··· Task input

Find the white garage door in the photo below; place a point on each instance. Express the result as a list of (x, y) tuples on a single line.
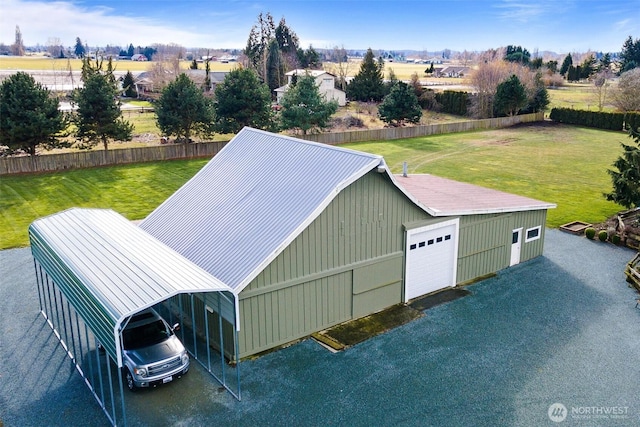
[(432, 253)]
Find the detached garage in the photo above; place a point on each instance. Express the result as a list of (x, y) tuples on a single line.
[(309, 235), (476, 231)]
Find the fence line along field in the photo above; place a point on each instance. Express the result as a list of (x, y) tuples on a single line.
[(562, 164)]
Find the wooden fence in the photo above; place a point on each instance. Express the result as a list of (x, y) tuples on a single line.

······

Set problem >> Rewrite these lines so that "photo" becomes "image" everywhere and nothing else changes. Omit the pictures from your answer.

Written solution >>
Find the white garage door in the image below; place a point on each instance. Express the result as a list of (x, y) tuples on a single line.
[(432, 253)]
Find the detached garage in the image above; place a point on each instance. Express the result as a list of (x, y) tuples on a single line.
[(309, 235), (476, 231)]
Find the fence line along field in the image above; place a point on each instance. Express the result as a list of (x, y) tuples on a single line.
[(562, 164)]
Find the wooden fence in the image above; place a point on each instance. Express the result as a list of (x, y) tuples on a single line.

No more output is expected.